Exercise A =>
Answer these questions from the Rodin sculpture description:
(i) What are the stated measurements of the reproduction?
(ii) Who is named as Rodin's loyal companion?
(iii) What had the French government promised in return for Rodin's works?
Exercise B => Print the part of the Rodin sculpture description between "or pitched roof" and "Parastone of Europe.", inclusive.

Page extract =>
Considered to be one of the greatest sculptors of all time, Auguste Rodin's
artworks are characterized by his deft modeling of the human form in a semi-impressionistic, semi-realistic image. In this sculptural study of two hands preparing to clasp, Rodin has taken interest in the shape formed by these two hands creating a "Cathedral"
or pitched roof line. It is structural and physical
as well as spiritual and transcendent
. Reproduced after an original from the late 19th century, Rodin enchants us with the magical anticipation of these two hands about to clasp.
Bronze like finish over resin. Rodin's signature is reproduced on one corner. Measures: 10"H x 5.75"W x 5.25"D. Part of the museum reproduction collection by Parastone of Europe.
Also see smaller size RO26 Cathedral by Rodin
About Auguste Rodin (1840-1917):
For a long time the life of the sculptor Rodin was marked by the mixed reactions his work provoked with the audience. The lack of understanding for Rodin's work was partly due to the original character of his art. He felt little for the strict formats of Romanticism and neither did he want to identify himself with the neutrality of the Impressionist. Rodin's work is characterized by a passion for the human body and he considered himself incapable of any creativity if he did not have a living model in front of him. "In everything I follow nature and I never pretend I am able to control her. My only ambition is to be subservient and faithful to her," he said. Questions about his often controversial, erotic works were answered with the remark "Art is actually nothing more than a manifestation of lust, which only arises from the potency to love."
Rodin's life upheld this belief with a vast succession of lovers having passed his artistic eye. Many affairs were brief, but one of them turned out to be of enormous value to his later work: Camille Claudel. This self-willed, fierce woman, who was very talented sculptor herself, inspired him to create his most famous and admired sculptures. The affair continued for a long time, although Camille had to put up with Rodin's numerous escapades and his loyal companion Rose Beuret. Eventually, the affair ended and Camille suffered the dramatic consequences of this split. She became isolated and confused and in the end she was forced by her family to have herself admitted to a psychiatric hospital.
Towards the end of his life, Rodin could look back upon a successful artistic career. He had given his works to the French government, which had in turn promised to found a museum in his name. Rodin was buried with full honors and the words his father had once spoken turned out to be prophetic: "The day will come that will say about you, what they say about all truly great men: the artist Auguste Rodin is dead, but he lives on for our descendants, for the future."

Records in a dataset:

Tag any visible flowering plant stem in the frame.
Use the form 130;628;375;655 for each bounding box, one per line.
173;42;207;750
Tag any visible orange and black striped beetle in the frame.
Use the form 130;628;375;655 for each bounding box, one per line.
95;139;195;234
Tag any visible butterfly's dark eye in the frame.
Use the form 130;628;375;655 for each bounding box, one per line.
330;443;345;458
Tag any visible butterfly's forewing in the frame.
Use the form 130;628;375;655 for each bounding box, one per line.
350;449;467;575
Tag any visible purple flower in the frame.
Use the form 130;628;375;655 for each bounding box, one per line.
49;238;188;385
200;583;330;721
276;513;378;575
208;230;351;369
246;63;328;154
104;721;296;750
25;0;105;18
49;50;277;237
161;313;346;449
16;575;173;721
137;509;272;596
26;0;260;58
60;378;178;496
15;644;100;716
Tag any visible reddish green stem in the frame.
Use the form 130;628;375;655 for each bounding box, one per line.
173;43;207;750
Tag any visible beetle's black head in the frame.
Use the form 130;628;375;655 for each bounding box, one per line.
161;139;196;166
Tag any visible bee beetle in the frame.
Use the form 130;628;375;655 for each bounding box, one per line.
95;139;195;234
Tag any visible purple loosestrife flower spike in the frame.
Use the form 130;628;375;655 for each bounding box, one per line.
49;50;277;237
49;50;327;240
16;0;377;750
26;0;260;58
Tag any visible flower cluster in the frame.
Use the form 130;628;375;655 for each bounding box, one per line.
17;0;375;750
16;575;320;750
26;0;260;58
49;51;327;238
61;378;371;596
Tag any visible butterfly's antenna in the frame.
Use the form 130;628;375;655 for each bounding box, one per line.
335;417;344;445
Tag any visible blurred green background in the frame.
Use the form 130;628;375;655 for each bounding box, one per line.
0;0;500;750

Written response A =>
(i) 10"H x 5.75"W x 5.25"D
(ii) Rose Beuret
(iii) To found a museum in his name

Written response B =>
or pitched roof line. It is structural and physical
as well as spiritual and transcendent
. Reproduced after an original from the late 19th century, Rodin enchants us with the magical anticipation of these two hands about to clasp.
Bronze like finish over resin. Rodin's signature is reproduced on one corner. Measures: 10"H x 5.75"W x 5.25"D. Part of the museum reproduction collection by Parastone of Europe.